[Start of Attachment]

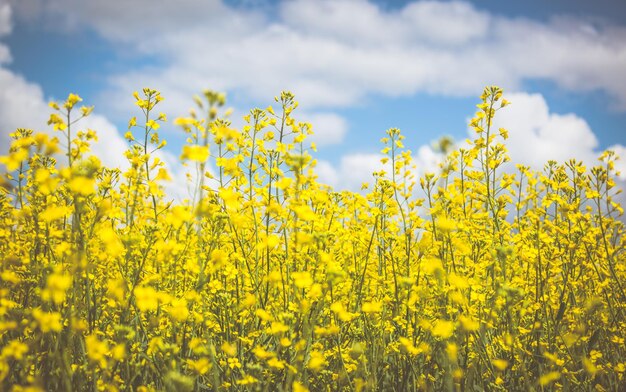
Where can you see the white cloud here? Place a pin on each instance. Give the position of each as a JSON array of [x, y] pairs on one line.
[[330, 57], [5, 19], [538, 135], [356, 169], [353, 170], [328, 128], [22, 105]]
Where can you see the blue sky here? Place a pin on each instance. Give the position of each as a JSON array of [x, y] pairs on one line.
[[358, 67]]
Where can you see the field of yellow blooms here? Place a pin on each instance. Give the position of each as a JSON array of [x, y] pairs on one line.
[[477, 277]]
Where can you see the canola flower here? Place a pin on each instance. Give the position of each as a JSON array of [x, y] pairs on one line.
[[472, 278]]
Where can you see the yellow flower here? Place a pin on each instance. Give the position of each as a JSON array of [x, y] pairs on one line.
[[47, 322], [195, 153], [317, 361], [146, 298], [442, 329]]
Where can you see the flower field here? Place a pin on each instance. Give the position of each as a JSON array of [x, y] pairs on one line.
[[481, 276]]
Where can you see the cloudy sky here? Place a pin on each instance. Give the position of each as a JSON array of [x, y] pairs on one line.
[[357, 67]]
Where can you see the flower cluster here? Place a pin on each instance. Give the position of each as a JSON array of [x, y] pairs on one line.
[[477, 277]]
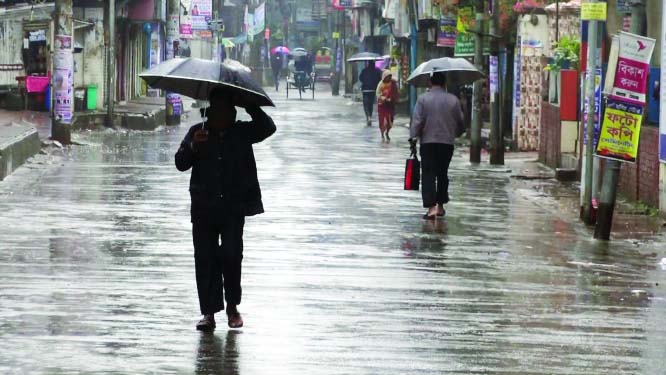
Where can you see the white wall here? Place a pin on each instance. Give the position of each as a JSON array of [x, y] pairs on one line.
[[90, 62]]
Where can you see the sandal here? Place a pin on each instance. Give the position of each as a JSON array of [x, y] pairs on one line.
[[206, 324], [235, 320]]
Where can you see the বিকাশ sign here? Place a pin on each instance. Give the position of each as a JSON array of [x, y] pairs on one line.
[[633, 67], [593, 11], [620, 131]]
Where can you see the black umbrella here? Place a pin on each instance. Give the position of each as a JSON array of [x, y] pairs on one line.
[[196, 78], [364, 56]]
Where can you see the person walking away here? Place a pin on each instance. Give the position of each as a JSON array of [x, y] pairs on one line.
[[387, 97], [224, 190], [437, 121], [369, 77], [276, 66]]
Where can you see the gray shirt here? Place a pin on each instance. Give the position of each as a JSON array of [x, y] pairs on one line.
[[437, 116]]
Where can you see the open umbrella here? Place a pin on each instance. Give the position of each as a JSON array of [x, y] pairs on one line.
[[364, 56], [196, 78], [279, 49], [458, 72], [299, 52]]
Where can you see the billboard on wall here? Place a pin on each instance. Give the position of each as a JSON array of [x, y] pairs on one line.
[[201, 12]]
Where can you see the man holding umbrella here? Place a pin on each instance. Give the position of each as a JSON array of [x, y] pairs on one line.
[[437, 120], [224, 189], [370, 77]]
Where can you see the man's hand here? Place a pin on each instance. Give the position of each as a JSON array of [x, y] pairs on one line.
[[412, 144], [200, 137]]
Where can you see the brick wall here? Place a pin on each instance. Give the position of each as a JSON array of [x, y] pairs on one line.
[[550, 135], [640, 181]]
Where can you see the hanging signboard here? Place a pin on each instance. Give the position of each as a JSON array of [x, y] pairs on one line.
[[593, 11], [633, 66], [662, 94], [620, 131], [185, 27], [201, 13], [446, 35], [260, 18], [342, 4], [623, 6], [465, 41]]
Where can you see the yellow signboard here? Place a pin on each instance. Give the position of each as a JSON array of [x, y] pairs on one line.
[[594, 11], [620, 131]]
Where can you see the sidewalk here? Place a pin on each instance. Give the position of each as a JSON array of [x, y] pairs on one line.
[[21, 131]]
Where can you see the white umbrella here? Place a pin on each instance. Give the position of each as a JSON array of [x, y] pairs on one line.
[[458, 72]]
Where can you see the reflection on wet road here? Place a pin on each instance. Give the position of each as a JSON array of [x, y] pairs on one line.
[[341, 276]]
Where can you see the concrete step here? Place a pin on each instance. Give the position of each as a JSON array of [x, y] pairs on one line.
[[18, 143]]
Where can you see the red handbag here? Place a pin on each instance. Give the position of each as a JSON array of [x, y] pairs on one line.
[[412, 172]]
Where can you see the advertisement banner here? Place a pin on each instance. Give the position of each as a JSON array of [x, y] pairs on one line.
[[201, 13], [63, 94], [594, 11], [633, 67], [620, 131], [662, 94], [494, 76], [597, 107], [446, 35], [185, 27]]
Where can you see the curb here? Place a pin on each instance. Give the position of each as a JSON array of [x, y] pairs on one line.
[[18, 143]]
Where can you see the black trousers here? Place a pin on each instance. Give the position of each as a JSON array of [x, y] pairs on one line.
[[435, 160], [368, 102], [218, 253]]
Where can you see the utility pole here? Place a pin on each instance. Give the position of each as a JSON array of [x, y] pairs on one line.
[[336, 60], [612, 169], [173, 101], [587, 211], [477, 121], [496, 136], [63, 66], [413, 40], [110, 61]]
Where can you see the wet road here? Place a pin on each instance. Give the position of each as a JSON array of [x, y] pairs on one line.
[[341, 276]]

[End of Attachment]

_EXERCISE BRIEF_
Could you reproduce every record above exactly, leaving out any pictures?

_TASK RESPONSE_
Where can you see the white cloud here? Place a pin on each instance. Give the position of each as a JSON array of [x, y] pairs on one line.
[[330, 57], [5, 19], [538, 135], [356, 169], [353, 170], [328, 128], [22, 105]]
Where can you see the blue sky here? Place a pin on each instance. Give the position of each as a JSON array of [x, y] pairs on one line.
[[358, 67]]
Where can you see the field of yellow blooms here? Place a pin on each instance. Give the position of each as a JSON array of [x, y] pairs on one line.
[[477, 277]]
Where can you see the canola flower here? Place a pin on each instance. Give the position of each as a JSON array of [x, y] pairs on one line.
[[472, 278]]
Where can you see the yellow flower here? Place a pin on each instance. Give the position of each as a JSON array of [x, y] pairs on one line.
[[47, 322], [195, 153], [317, 361], [146, 298], [442, 329]]
Where can you see the flower field here? Place a pin on each instance. Give the position of each as a JSON array of [x, y] pairs on one line.
[[481, 276]]
Where can you see the cloudy sky here? Place a pin on each instance. Give the position of each as a JSON array of [x, y] pairs on one line.
[[357, 67]]
Where can you see the flower cluster here? Place a pin on each instance. Give the position of each as a JSON array of [x, y] pairs on one line.
[[477, 277]]
Where can you see the white wall here? Place a pin on each instance. Give the position of each as a JSON array of [x, y] pairs on one line.
[[90, 62]]
Where can you see the sandal here? Place a pin on each instance. Give the position of each as a JSON array of [x, y] pairs on one line.
[[206, 324], [235, 320]]
Where can you see the বিকাশ sign here? Place a pin on each instance. Give the position of each as a JSON array of [x, y] pairs on one line.
[[633, 67], [593, 11], [620, 131]]
Where can you see the black umbrella here? Place a pin on each instance. Give the position of each as a JSON array of [x, y] pairs on one line.
[[196, 78], [364, 56]]
Where can you see the person walking away here? Place a pin on each instance. Give the position of each as a JSON array of [x, y] pairs on one line.
[[387, 97], [224, 190], [437, 121], [369, 77], [276, 66]]
Where can you see the gray shirt here? Place a pin on each instance. Give the position of each as a JSON array of [x, y] pairs on one line.
[[437, 116]]
Where can you see the open umbrella here? Place a pin on each instance. Give the position of each as a JSON array of [x, y] pairs on one line.
[[364, 56], [196, 78], [279, 49], [458, 72], [299, 52]]
Where can you see the billboard on wall here? Place a pin on each instance. Give the position of each as a JSON array of [x, y] pairs on one line.
[[201, 12]]
Where can you see the man holding umbrella here? Place a pin on each instance. Give the position of each as a JSON array of [x, y] pairs on one line.
[[437, 120], [224, 189], [370, 77]]
Where can you see the man's hand here? Place a pin on each instance. Give the position of each as a JSON array of [x, y] pairs on one line.
[[412, 144], [200, 137]]
Where can you see the brick wall here? Place a pin on each instance. Give the position of each as a JSON array of [x, y] pairs on one line.
[[550, 135], [640, 181]]
Where can you see the hanging signboard here? Place a pin on each instance. Give the position of each as a JSON array of [x, y] pairs on one line.
[[593, 11], [633, 66], [662, 94], [620, 131], [185, 27], [201, 13], [446, 35], [260, 18], [342, 4], [623, 6], [465, 41]]
Where can you see the yellow signboard here? Place a pin on each instance. Give the position of each as a JSON array of [x, y] pairs on one line.
[[594, 11], [620, 131]]
Where can you see the sidewalk here? Place a pin on each instance. Give the position of each as a JSON array of [x, y] pairs on one line.
[[21, 131]]
Where can you see the white umbrella here? Place a pin on each instance. Give the position of each as a JSON array of [x, y] pairs on one line.
[[458, 72]]
Where can you see the reflection on wet road here? Place a pin on each instance. Give the position of each as a JSON array of [x, y] pairs on one line.
[[341, 276]]
Where can you see the concrete step here? Place a pin on each instance. Give the position of each as a JSON array of [x, y] pairs on one line.
[[18, 143]]
Where can you see the red handbag here? Place a pin on each instance. Give the position of each as a JSON array of [x, y] pairs on one line.
[[412, 172]]
Where can you see the advertisement banner here? Place a pin on each instance. Give the position of each as a JSON array of [x, y] pairs on one line.
[[201, 13], [63, 94], [594, 11], [633, 67], [620, 131], [662, 94], [494, 76], [597, 107], [446, 35], [185, 27]]
Where can you see the curb here? Place a pin on each instance. Give the position of each as a JSON array of [x, y] pairs on one line.
[[18, 143]]
Where can you see the black trousers here? Place a pin on each instance. Give the position of each as a JSON array of [x, y] pairs on one line.
[[435, 160], [368, 102], [218, 253]]
Where can you see the utility pole here? Place a pin on each instance. Give the position of each as a JSON array of [x, y] pairs on one line.
[[336, 60], [612, 169], [173, 101], [587, 211], [477, 121], [496, 136], [63, 66], [413, 40], [110, 61]]
Where can you see the wet road here? Place a pin on each instance. Give the position of each as a JSON array of [x, y] pairs on one line.
[[341, 276]]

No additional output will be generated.